» **Your goal**: Reproduce every row below word for word, leaving the pictures out of your answer.

» **Data rows**:

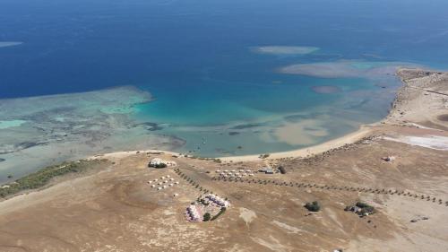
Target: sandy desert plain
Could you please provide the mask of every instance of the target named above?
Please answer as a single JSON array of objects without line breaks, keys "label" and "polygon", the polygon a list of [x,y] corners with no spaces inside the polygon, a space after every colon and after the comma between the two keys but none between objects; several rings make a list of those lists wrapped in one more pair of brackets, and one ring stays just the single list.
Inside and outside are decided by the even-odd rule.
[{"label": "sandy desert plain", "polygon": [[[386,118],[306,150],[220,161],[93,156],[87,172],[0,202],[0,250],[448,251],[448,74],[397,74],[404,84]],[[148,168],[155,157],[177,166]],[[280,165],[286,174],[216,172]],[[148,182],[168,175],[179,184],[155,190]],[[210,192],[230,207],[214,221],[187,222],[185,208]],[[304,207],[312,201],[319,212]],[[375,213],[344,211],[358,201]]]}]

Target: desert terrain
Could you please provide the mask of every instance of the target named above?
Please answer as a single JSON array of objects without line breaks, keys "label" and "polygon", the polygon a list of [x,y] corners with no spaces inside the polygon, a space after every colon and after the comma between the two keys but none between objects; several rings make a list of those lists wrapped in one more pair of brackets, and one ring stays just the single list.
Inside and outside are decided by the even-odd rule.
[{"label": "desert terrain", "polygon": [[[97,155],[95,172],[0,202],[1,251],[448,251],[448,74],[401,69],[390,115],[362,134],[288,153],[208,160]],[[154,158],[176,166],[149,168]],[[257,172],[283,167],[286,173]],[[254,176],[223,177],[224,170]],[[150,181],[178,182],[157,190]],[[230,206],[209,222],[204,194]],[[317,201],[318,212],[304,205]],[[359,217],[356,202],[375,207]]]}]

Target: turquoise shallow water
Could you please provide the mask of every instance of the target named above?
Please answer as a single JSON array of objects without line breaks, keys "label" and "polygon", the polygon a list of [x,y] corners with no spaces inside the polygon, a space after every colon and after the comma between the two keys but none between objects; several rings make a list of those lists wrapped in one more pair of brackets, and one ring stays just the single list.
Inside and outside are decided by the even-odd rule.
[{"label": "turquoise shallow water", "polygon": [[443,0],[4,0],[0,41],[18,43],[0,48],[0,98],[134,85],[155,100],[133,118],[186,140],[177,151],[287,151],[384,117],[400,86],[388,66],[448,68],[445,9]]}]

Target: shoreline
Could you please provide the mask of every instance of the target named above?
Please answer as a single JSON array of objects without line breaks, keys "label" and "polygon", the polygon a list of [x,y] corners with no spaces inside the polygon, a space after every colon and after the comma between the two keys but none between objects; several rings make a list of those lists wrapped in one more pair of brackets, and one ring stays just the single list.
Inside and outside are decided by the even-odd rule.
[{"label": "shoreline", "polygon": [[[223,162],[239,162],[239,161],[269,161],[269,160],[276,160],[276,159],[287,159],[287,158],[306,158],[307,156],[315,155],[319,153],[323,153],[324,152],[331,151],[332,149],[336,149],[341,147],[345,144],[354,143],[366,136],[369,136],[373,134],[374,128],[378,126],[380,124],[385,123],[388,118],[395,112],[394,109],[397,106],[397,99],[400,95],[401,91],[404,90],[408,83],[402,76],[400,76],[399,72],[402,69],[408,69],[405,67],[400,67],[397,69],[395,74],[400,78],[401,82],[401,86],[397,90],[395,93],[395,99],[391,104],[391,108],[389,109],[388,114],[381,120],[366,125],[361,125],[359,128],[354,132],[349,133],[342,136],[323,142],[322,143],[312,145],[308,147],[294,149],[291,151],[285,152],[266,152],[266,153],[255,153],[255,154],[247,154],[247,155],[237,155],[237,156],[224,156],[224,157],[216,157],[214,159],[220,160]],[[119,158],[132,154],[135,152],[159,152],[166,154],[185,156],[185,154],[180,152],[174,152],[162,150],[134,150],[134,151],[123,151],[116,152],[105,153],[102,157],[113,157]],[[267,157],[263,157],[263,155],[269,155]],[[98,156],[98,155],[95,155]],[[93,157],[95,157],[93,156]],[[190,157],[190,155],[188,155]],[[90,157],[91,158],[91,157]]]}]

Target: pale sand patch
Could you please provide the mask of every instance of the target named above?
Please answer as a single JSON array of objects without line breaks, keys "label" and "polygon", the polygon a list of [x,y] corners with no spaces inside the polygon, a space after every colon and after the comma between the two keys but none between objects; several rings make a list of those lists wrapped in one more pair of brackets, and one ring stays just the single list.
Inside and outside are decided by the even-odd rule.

» **In response**:
Target: sandy desert plain
Could you please provide the mask of every instance of the target named above?
Please answer as a single JSON array of objects without line breaks, keys "label" and "polygon", the polygon a list of [x,y] corners with no spaces inside the polygon, a space after every colon and after the comma between the two keys but none between objects; several rings make a list of those lists wrapped in one more pair of brackets, and one ring stays just the single list.
Inside and outside are decided by the even-odd rule.
[{"label": "sandy desert plain", "polygon": [[[386,118],[306,150],[220,161],[93,156],[87,172],[0,202],[0,250],[448,251],[448,74],[397,74],[404,84]],[[148,168],[155,157],[177,166]],[[280,165],[286,174],[216,172]],[[148,182],[168,175],[179,184],[155,190]],[[210,192],[230,207],[214,221],[187,222],[185,208]],[[304,207],[312,201],[319,212]],[[375,213],[344,211],[358,201]]]}]

Target: desert terrain
Could you please provide the mask of every instance of the target named above?
Please answer as a single JSON array of objects without line breaks, keys "label" and "polygon", the polygon a list of [x,y] corners with no spaces inside the polygon, a space after every colon and after the comma between the two keys but none between objects; several rings make a list of those lists wrapped in one more pair of brackets, and one ring stays just the single list.
Inside and outside are decided by the even-odd rule.
[{"label": "desert terrain", "polygon": [[[97,155],[95,172],[0,202],[1,251],[448,251],[448,74],[401,69],[390,115],[362,134],[288,153],[208,160]],[[154,158],[176,166],[149,168]],[[257,172],[283,167],[286,173]],[[254,176],[223,177],[224,170]],[[150,181],[178,182],[157,190]],[[230,206],[209,222],[204,194]],[[317,201],[318,212],[304,205]],[[359,217],[356,202],[375,207]]]}]

Target: turquoise shallow water
Could you please provide the mask of every instance of the target named above?
Please answer as a single JSON array of objects without line breaks, keys "label" and "polygon", the polygon a list of [x,y] corners with no spaces inside the polygon, a space after every colon and after the comma between the two keys but none between objects; several rings make a list of those lists wrapped in one more pair of brackets, and one ring stays just the single list.
Inside and outside are decided by the even-odd rule.
[{"label": "turquoise shallow water", "polygon": [[443,0],[4,0],[0,41],[18,43],[0,48],[0,98],[134,85],[155,100],[133,118],[186,140],[177,151],[287,151],[384,117],[400,86],[388,66],[448,68],[445,9]]}]

Target: shoreline
Could you please provide the mask of every instance of the target named above?
Please answer as a single JSON array of objects without line breaks, keys "label" and "polygon", the polygon a list of [x,y] corners with no spaces inside the polygon, a space after every colon and after the comma between the two keys but none between objects; several rings make a list of those lists wrapped in one more pair of brackets, and one ring stays just the single list.
Inside and outside are decided by the even-odd rule.
[{"label": "shoreline", "polygon": [[[223,162],[239,162],[239,161],[269,161],[269,160],[276,160],[276,159],[287,159],[287,158],[306,158],[307,156],[315,155],[319,153],[323,153],[324,152],[331,151],[332,149],[336,149],[341,147],[345,144],[354,143],[366,136],[369,136],[373,134],[374,128],[378,126],[380,124],[385,123],[388,118],[395,112],[394,109],[397,106],[397,99],[400,95],[401,91],[404,90],[408,83],[402,76],[400,76],[399,72],[402,69],[408,69],[405,67],[400,67],[397,69],[395,74],[400,78],[401,82],[401,86],[397,90],[395,93],[395,99],[391,104],[391,108],[389,109],[388,114],[381,120],[366,125],[361,125],[359,128],[354,132],[349,133],[342,136],[323,142],[322,143],[312,145],[308,147],[294,149],[291,151],[285,152],[266,152],[266,153],[255,153],[255,154],[247,154],[247,155],[237,155],[237,156],[224,156],[224,157],[216,157],[214,159],[220,160]],[[119,158],[132,154],[135,152],[159,152],[166,154],[185,156],[185,154],[180,152],[174,152],[162,150],[134,150],[134,151],[123,151],[116,152],[105,153],[102,157],[113,157]],[[267,157],[263,157],[263,155],[269,155]],[[98,156],[98,155],[95,155]],[[93,157],[95,157],[93,156]],[[190,157],[190,155],[188,155]],[[90,157],[91,158],[91,157]]]}]

Target: pale sand patch
Could you please provide the mask of every instance of the target named above?
Please answer as a single JSON array of objects without line breaks, keys "label" and "polygon", the polygon a list of [x,y] corners with no spaces inside the polygon, a space after every colon and after the comma between the two keys but none between objects; several rings make a list of those lists wrapped in one more pair of brackets, and one ring stays just the single list.
Inside and outside are decided by the even-odd rule.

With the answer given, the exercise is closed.